### Data
━━━
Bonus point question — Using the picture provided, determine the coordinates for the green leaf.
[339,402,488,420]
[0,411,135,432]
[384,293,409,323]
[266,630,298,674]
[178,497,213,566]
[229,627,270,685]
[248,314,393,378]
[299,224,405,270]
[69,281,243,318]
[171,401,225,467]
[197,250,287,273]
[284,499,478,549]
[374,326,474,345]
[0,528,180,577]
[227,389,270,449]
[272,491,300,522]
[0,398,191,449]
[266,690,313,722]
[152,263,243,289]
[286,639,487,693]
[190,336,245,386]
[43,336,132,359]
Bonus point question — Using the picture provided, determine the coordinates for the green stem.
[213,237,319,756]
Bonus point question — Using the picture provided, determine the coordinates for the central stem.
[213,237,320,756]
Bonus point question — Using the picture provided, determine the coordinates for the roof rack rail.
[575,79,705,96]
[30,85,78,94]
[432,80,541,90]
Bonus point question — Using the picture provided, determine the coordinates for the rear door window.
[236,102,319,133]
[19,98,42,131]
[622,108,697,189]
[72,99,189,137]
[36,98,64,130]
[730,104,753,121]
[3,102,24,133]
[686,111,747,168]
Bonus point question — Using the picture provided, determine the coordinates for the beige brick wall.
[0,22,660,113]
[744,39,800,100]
━━━
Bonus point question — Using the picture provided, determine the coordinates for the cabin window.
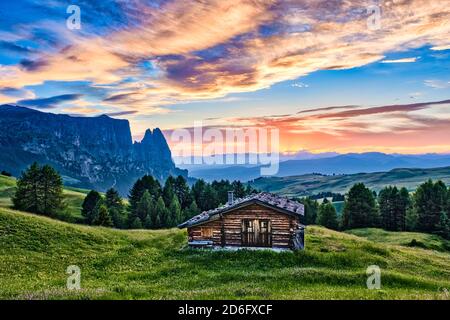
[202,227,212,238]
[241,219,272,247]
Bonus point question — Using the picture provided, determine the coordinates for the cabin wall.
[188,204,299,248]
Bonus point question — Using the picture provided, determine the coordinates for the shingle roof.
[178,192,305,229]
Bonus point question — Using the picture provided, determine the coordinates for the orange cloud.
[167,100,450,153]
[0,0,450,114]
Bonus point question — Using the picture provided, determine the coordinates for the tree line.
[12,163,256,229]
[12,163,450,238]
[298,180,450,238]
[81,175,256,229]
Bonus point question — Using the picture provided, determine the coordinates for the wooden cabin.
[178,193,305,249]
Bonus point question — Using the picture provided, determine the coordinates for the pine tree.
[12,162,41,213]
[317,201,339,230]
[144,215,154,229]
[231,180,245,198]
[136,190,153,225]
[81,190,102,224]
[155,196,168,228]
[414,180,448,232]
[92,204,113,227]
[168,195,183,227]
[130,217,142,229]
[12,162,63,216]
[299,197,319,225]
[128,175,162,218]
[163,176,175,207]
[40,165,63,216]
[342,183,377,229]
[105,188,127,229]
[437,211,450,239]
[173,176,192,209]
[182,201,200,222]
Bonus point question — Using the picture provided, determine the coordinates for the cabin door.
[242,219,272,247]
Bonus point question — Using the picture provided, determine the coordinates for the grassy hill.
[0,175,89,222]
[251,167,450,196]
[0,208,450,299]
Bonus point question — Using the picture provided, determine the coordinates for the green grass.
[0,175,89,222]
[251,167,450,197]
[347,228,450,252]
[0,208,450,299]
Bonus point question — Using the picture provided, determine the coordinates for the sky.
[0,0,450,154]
━━━
### Task to carry out
Lay out the records from the line containing "the grassy hill." through the line containing "[0,0,450,154]", inclusive, as a numbered list with blank lines omitted.

### Answer to the exercise
1. Bonus point question — Using the picture provided, determine the coordinates for the grassy hill.
2. [0,175,89,222]
3. [251,167,450,196]
4. [0,208,450,299]
5. Bonus point question — Using the picture provided, determine the coordinates for the green grass.
6. [0,175,89,222]
7. [251,167,450,197]
8. [347,228,450,252]
9. [0,208,450,299]
10. Bonus point question — Using the picture provided, determine the coordinates for the sky.
11. [0,0,450,154]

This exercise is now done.